**Data supplied:**
****************

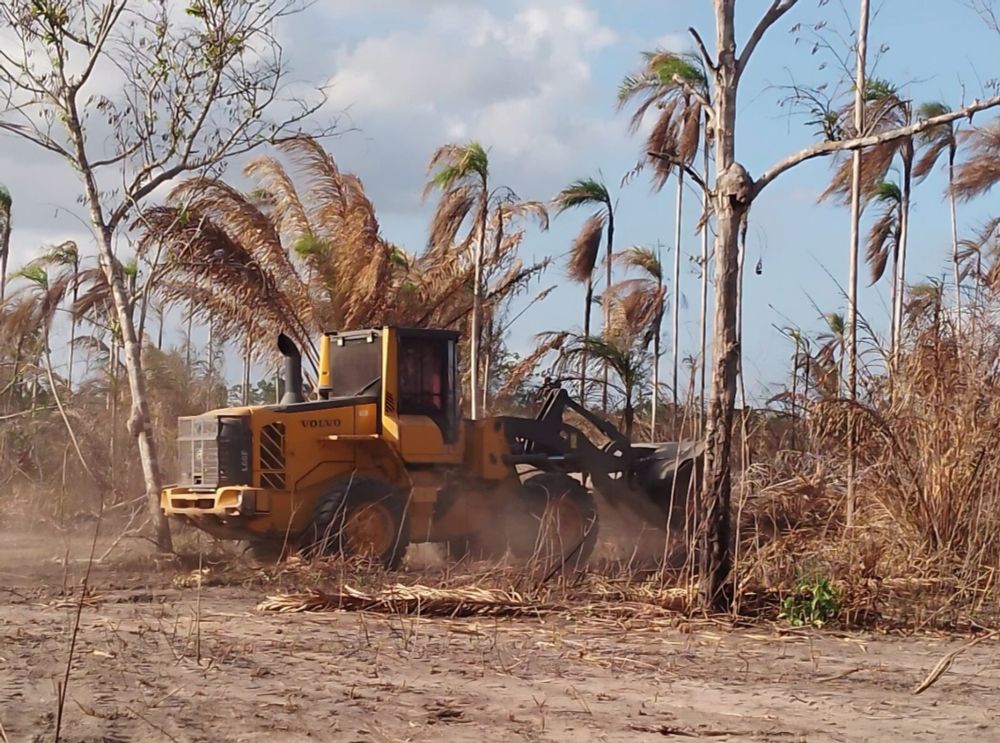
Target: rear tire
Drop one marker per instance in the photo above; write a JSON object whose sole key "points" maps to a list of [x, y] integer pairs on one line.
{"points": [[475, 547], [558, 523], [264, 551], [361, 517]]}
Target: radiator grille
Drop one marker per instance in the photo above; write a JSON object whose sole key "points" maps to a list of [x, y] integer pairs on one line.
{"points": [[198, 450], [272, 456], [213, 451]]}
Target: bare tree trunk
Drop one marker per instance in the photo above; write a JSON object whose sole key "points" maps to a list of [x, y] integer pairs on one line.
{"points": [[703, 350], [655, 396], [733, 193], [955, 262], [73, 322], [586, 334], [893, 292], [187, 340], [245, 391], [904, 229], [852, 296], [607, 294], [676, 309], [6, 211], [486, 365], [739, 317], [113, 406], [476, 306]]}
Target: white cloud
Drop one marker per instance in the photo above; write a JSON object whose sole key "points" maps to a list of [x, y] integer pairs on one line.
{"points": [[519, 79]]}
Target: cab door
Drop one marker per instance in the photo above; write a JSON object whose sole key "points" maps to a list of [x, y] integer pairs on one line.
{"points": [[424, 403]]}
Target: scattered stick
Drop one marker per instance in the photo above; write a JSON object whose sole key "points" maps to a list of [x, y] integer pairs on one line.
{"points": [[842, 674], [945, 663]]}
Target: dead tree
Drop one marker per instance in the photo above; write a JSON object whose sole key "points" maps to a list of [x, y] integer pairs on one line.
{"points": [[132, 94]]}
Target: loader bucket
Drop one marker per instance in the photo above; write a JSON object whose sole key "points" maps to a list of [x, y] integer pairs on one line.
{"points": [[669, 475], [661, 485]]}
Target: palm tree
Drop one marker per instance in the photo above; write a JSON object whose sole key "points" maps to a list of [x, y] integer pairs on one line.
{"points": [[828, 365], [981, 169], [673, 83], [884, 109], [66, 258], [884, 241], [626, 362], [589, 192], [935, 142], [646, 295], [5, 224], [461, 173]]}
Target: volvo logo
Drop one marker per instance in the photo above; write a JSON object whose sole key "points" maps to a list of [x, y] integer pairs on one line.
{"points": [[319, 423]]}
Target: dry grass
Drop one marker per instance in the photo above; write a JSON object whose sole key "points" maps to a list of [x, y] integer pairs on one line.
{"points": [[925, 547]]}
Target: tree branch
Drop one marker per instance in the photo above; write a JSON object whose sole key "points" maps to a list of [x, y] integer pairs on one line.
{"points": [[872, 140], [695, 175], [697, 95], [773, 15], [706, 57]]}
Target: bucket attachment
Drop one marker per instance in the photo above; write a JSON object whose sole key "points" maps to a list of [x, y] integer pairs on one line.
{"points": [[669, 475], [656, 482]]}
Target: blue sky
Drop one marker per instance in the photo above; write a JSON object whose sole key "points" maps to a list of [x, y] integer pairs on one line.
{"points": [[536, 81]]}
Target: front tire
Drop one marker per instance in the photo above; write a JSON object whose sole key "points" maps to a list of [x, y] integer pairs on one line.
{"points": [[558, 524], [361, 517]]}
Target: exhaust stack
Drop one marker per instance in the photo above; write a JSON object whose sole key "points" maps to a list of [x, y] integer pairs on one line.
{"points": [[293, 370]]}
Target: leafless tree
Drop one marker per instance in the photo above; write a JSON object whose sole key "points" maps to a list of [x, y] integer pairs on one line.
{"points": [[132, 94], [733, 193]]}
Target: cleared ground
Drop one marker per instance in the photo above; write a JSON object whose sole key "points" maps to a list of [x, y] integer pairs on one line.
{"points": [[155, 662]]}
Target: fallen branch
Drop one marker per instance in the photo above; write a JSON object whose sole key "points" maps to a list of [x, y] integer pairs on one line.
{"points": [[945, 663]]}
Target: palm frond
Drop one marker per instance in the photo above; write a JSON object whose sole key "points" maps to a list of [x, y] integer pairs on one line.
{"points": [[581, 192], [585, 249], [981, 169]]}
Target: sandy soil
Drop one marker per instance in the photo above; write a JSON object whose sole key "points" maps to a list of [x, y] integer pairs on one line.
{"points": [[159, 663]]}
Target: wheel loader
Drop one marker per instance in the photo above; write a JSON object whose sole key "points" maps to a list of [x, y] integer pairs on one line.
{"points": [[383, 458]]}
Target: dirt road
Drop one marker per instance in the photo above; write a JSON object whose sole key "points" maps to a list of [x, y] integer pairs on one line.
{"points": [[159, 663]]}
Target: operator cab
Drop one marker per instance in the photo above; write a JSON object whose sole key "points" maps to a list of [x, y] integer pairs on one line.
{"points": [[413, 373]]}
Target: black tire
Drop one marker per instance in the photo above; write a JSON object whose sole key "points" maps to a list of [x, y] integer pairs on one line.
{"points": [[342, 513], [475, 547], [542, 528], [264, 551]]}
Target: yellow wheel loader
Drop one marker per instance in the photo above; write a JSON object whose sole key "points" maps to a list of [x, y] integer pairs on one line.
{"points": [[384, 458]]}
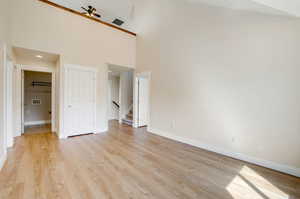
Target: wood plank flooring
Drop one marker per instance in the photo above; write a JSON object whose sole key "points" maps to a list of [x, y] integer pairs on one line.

****************

**Exercise goal:**
Copy out all the rows above word for word, but leave out the pictures.

**Task output:**
Target: rear tire
Drop one marker per instance in the photo above; write a JSON object whose sole key "points" maps to a list of [x, y] integer pairs on one line.
{"points": [[475, 547], [558, 523], [264, 551], [361, 517]]}
Target: radiator grille
Drop one marker per instance in the photo above; write a JSON object whose sole key "points" maps to a list of [x, y] integer pairs on one line.
{"points": [[198, 450], [272, 456], [213, 451]]}
Target: bare tree trunk
Drop one marker per instance in the photo above; write a JSON object whose sole key "points" maps to a list of [x, y] integer pairs on one line.
{"points": [[703, 350], [655, 396], [733, 193], [955, 262], [73, 322], [586, 334], [893, 292], [187, 340], [245, 391], [904, 229], [852, 296], [607, 294], [676, 309], [6, 211], [486, 365], [739, 317], [113, 406], [476, 306]]}
Target: white cloud
Drop one marker per instance in the photo above; write a JSON object whose sole key "points" maps to a list of [x, y] integer pairs on one line.
{"points": [[519, 79]]}
Target: cab door
Drop one marker per instance in the photo above; write a JSON object whose sole key "points" maps to a list of [x, y] integer pairs on one line.
{"points": [[424, 403]]}
Target: scattered stick
Drop one marker per instance in the photo above; write a JSON object whose sole key "points" maps to a list of [x, y] integer pairs on one line.
{"points": [[842, 674], [945, 663]]}
Target: dead tree
Drop one marker per instance in the photo above; write a JSON object whose sole key "points" maps to a list of [x, y] integer pairs on one line.
{"points": [[132, 94]]}
Target: loader bucket
Drop one marker per instance in the photo above; write a JSON object whose sole key "points" maps to a list of [x, y] integer pairs on one line.
{"points": [[669, 475], [661, 485]]}
Target: palm tree
Drop one marker per instance in the photo above; write a JSON object whose sole key "points" maps to a list of [x, y] integer pairs on one line.
{"points": [[828, 365], [981, 169], [673, 83], [884, 109], [66, 258], [884, 241], [626, 362], [589, 192], [935, 142], [646, 295], [5, 224], [461, 173]]}
Target: volvo logo
Drop one marker per instance in the photo above; write a JSON object whose sole key "points" maps to a list of [x, y] integer pairs on one line.
{"points": [[319, 423]]}
Target: dry grass
Drop one marker per instance in the photo above; write a JSON object whose sole key "points" maps to a list of [x, y] integer pairs on one line.
{"points": [[925, 547]]}
Target: tree branch
Drop one marker per instance in the photo above; write a JSON object whose sole key "points" maps to a list of [x, y] integer pairs on one line.
{"points": [[872, 140], [695, 175], [697, 95], [773, 15], [706, 57]]}
Target: bucket attachment
Drop one marker per instance in the photo above; write a JSON object whose sole key "points" maps to a list of [x, y] integer pairs on one line.
{"points": [[669, 475], [656, 482]]}
Target: blue sky
Drop one marker per instance in the photo above; write a JSON object whose sole key "points" maps to a list of [x, y] integer pairs on one line.
{"points": [[536, 81]]}
Target: front tire
Drop one marker per instance in the photo above; write a JSON object whose sole key "points" maps to a list of [x, y] integer pairs on one line.
{"points": [[558, 524], [361, 517]]}
Target: exhaust stack
Drop one marker per instance in the photo above; write a JSON object whose sole key "points" maps to a list of [x, y] integer pairs on one line.
{"points": [[293, 370]]}
Target: leafless tree
Drop one marker per instance in the photo above; write a JSON object whose sole key "points" maps to a list of [x, y] integer pairs on one line.
{"points": [[132, 94], [733, 193]]}
Target: cleared ground
Drop one marker per instance in the photo above; write a JSON object whose sole key "points" maps to a list of [x, y] integer pairs on one line.
{"points": [[155, 662]]}
Target: fallen branch
Drop one marker per instance in the photo above; write a JSON object whose sole key "points" maps to a list of [x, y] integer pairs on one line.
{"points": [[945, 663]]}
Target: palm frond
Drop one marker per instance in the photo above; write a JSON object whose sole key "points" maps to a list of [x, y] integer pairs on one line.
{"points": [[581, 192], [585, 249], [981, 169]]}
Target: sandy soil
Drop one marker per instance in the photo above; write a JSON object whose sole key "points" maps to a list of [x, y] integer pairs on one line.
{"points": [[159, 663]]}
Target: wheel loader
Drop one marker per instance in the photo above; write a JSON object whose sole key "points" maps to a list of [x, y] integer pairs on one line.
{"points": [[383, 458]]}
Target: dirt road
Drop one marker per instance in the photo above; write a JSON object whose sole key "points" maps to a list of [x, y] integer pairs on one line.
{"points": [[159, 663]]}
Target: operator cab
Drop one marker per instance in the photo above; write a JSON object whose sole key "points" maps to a list of [x, y] integer pairs on one line.
{"points": [[413, 373]]}
Target: black tire
Drop one marker per instance in the photo above; write a JSON object whose sole key "points" maps to a list of [x, y] integer pairs on one line.
{"points": [[342, 513], [475, 547], [542, 528], [264, 551]]}
Target: yellow wheel loader
Drop one marker per instance in the photo above; write a JSON object whose sole key "points" maps to a list of [x, y] integer pairs on one line.
{"points": [[384, 458]]}
Target: wood plank flooring
Drop one marker per instance in the photo above; write a JSON object whose sole key "points" maps to a list of [x, y] integer pairs on one line.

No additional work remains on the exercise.